____ Data shown
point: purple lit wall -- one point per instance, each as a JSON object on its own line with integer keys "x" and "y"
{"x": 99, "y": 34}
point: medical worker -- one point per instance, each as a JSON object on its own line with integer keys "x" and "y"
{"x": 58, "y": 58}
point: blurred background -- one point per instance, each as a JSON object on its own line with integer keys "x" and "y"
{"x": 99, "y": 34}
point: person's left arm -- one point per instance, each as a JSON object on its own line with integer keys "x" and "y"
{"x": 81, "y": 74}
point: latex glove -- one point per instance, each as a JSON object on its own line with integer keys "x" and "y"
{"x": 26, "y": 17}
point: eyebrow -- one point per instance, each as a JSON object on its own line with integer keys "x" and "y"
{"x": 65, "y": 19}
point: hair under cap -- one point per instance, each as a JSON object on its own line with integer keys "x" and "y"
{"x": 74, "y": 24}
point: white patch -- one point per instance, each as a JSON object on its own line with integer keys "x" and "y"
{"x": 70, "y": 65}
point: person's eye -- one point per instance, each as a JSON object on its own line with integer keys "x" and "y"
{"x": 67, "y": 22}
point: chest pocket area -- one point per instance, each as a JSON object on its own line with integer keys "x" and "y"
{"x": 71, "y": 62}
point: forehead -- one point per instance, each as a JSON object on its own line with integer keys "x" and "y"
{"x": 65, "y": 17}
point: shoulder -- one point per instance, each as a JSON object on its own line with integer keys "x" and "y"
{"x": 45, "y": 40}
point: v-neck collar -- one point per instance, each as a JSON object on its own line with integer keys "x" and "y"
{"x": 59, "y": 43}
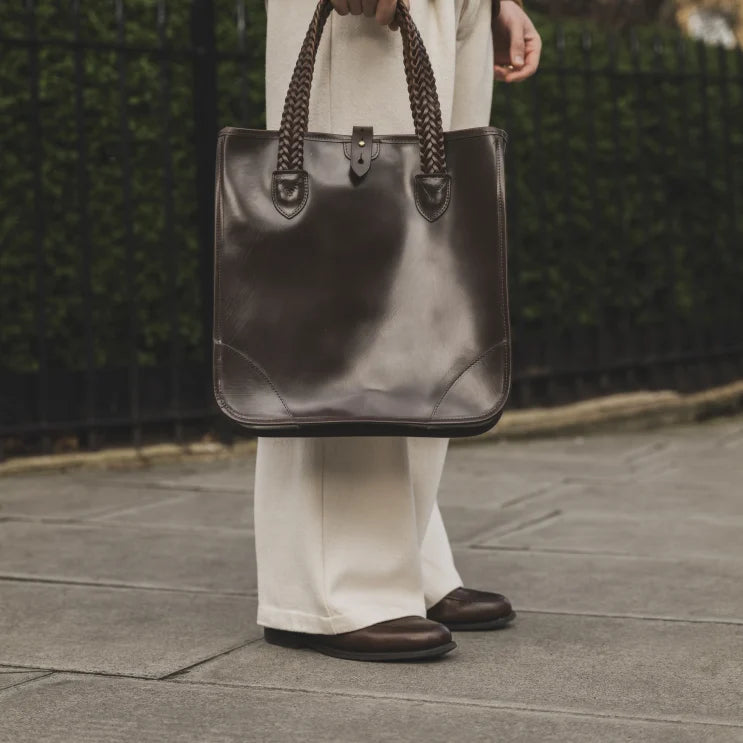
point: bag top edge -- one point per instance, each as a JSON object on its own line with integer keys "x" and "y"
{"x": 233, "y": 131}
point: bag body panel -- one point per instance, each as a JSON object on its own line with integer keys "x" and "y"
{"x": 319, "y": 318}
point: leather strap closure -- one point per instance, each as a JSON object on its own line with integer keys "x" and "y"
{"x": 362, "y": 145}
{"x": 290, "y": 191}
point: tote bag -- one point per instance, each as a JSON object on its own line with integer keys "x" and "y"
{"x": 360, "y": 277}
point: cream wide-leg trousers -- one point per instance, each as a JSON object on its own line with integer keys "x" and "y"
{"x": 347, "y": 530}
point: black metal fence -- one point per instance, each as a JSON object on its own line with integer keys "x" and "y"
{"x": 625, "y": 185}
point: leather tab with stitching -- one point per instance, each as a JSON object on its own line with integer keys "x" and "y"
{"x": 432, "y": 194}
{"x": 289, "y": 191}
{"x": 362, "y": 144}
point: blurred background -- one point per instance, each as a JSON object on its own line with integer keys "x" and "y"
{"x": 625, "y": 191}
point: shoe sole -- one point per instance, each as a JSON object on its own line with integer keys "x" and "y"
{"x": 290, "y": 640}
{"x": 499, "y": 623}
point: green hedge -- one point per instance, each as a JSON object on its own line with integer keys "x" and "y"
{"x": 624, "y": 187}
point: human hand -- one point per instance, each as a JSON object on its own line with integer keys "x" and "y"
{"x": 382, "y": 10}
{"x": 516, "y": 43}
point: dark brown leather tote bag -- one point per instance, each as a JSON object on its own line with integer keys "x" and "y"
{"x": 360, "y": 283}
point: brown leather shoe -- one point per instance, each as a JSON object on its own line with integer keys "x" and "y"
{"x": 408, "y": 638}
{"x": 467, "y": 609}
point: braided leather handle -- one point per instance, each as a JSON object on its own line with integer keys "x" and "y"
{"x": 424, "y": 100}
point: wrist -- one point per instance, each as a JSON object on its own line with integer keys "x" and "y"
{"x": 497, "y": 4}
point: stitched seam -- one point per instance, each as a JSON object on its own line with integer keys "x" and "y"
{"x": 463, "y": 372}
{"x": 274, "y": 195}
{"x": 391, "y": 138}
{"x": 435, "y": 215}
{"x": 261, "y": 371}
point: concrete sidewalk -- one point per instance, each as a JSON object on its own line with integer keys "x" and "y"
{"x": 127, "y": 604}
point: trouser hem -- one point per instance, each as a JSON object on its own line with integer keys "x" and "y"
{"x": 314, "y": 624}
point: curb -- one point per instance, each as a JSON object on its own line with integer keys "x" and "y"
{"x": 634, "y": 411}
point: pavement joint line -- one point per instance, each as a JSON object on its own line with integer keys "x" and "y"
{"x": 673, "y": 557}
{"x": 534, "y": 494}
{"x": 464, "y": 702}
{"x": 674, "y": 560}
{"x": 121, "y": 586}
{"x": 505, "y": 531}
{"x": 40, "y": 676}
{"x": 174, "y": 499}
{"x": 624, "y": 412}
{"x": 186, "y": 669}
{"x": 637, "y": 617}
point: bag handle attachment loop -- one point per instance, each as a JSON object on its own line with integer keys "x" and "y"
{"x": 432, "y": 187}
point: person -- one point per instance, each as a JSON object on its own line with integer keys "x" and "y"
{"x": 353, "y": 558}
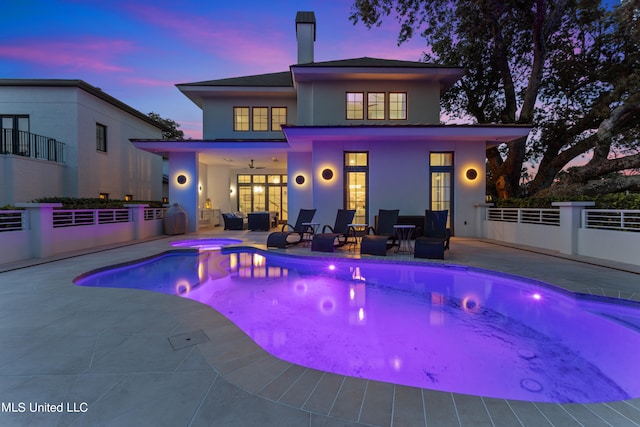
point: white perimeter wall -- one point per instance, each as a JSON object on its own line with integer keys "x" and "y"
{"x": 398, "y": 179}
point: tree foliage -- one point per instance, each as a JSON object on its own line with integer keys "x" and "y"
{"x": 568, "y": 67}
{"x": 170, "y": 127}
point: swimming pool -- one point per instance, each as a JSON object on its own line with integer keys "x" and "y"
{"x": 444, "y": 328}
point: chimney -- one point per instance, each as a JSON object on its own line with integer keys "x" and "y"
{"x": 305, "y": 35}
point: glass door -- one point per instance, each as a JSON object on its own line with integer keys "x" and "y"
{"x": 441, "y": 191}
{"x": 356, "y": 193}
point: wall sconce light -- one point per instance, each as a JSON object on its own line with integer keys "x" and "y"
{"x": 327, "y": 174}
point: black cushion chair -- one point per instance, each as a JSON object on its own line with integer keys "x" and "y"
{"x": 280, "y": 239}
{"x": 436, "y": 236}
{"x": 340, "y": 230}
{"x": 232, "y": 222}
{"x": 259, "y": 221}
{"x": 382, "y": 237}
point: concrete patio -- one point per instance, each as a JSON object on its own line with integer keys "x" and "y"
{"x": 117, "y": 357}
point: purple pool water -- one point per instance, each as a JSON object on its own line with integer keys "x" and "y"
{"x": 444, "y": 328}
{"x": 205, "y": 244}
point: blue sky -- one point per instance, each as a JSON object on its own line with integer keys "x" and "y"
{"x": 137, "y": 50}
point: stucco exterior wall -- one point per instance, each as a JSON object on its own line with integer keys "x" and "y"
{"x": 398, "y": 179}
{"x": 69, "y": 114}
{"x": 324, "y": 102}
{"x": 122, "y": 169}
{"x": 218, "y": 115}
________
____ Data shown
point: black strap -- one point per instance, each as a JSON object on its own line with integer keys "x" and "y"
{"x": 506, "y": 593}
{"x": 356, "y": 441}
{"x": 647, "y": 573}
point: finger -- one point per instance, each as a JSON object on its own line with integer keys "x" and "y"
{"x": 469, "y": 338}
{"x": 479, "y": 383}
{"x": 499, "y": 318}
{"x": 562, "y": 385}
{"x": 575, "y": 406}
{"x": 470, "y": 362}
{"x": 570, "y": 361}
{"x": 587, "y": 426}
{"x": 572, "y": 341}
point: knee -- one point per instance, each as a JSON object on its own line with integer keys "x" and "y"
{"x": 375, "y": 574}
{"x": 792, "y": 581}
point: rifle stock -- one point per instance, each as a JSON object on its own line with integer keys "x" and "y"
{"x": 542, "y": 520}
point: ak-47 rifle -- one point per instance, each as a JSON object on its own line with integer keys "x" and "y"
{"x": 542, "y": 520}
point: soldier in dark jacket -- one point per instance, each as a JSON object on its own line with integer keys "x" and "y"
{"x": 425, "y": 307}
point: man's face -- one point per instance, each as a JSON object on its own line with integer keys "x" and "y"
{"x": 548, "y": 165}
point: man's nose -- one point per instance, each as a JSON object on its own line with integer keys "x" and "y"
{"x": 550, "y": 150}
________
____ Data shown
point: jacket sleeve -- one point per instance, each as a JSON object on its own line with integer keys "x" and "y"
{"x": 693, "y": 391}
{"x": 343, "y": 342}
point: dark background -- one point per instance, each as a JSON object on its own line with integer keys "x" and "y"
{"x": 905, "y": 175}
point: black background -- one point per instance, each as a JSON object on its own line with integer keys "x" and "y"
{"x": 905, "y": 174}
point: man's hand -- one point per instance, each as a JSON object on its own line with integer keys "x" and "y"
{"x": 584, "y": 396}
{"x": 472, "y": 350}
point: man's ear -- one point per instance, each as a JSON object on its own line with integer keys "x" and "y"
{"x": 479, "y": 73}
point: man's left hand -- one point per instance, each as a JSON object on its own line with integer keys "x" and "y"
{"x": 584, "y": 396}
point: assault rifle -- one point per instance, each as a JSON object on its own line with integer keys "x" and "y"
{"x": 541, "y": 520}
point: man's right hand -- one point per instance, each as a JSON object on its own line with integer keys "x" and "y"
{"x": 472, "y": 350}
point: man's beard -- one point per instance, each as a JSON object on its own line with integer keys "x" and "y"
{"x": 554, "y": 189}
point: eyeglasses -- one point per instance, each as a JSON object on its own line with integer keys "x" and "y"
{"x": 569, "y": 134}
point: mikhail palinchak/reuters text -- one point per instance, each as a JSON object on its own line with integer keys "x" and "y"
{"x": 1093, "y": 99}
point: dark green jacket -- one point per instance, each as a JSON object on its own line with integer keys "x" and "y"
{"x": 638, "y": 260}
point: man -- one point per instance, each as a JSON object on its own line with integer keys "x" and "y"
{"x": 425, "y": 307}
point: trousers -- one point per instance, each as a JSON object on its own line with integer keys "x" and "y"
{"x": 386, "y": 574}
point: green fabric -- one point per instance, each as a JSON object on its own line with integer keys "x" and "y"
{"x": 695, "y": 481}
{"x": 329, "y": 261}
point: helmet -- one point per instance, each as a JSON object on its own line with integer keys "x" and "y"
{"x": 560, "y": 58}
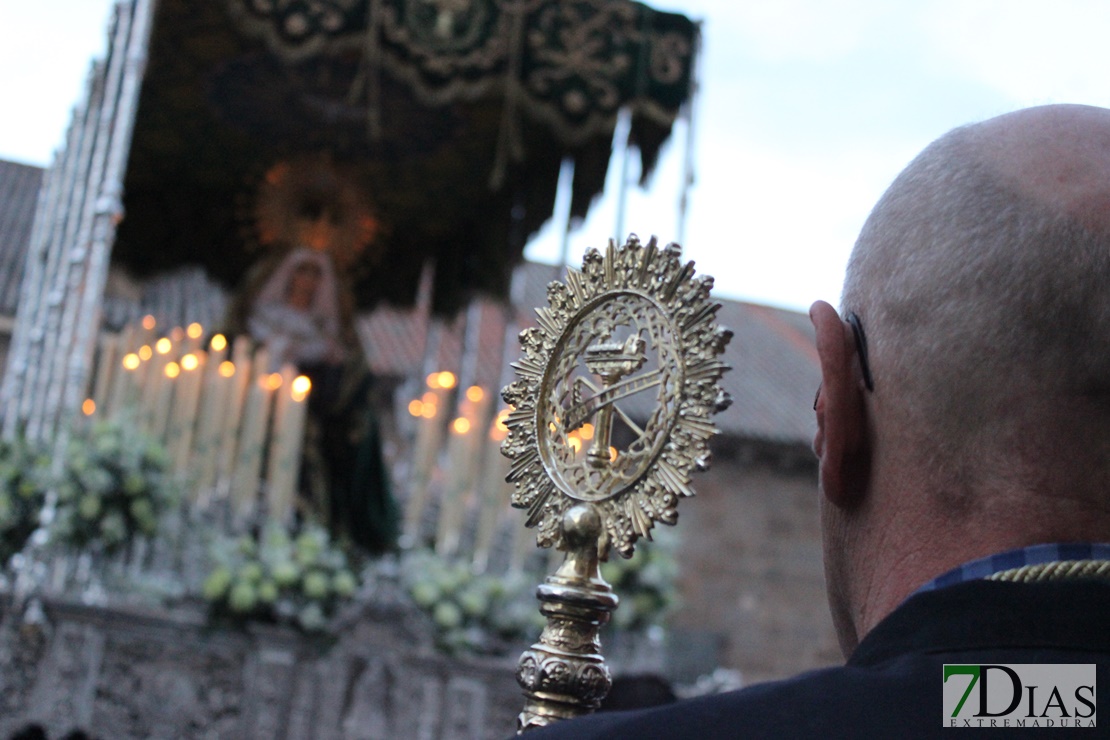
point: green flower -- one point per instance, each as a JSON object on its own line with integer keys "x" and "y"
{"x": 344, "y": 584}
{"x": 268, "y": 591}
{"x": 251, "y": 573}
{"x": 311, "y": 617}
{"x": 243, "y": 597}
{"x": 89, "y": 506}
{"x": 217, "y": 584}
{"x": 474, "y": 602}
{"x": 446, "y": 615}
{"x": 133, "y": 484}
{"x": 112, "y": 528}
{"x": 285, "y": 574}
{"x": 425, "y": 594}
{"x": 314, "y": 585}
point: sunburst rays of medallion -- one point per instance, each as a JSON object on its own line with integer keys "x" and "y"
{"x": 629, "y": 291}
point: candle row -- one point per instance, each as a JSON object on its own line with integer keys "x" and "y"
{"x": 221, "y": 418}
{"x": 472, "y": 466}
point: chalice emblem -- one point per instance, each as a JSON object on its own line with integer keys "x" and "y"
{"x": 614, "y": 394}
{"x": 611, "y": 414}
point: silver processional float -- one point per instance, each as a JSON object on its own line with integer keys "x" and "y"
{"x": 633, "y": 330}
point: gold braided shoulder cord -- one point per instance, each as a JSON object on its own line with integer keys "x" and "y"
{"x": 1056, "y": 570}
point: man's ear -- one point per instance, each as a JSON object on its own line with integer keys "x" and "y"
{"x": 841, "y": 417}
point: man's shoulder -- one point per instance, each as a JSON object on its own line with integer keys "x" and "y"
________
▶ _Prompt_
For the lines above, output exactly those from the line containing "point: candle row" through the line containing "point: man's shoulder", and skip the others.

▶ _Answer section_
point: candle row -- one point per instance, each as a JSON object on its own line with integer keys "x" and "y"
{"x": 221, "y": 418}
{"x": 472, "y": 466}
point: chalice emblem -- one point per instance, each as a JSON object on its own line with integer keys "x" and "y"
{"x": 614, "y": 394}
{"x": 611, "y": 414}
point: silver processional float -- one point per instance, each as a JSON object on its own line with integer keys "x" and "y"
{"x": 633, "y": 330}
point: gold braided shoulder cord -- one point per instance, each as a JSON object on its own line with integer keys "x" and "y"
{"x": 1056, "y": 570}
point: man's ear -- one point per instance, each as a JSON object on its own line with integer keys "x" and "y"
{"x": 841, "y": 417}
point: man's shoulder -- one point per instance, each as a JSON object on its own line with integer keys "x" and "y"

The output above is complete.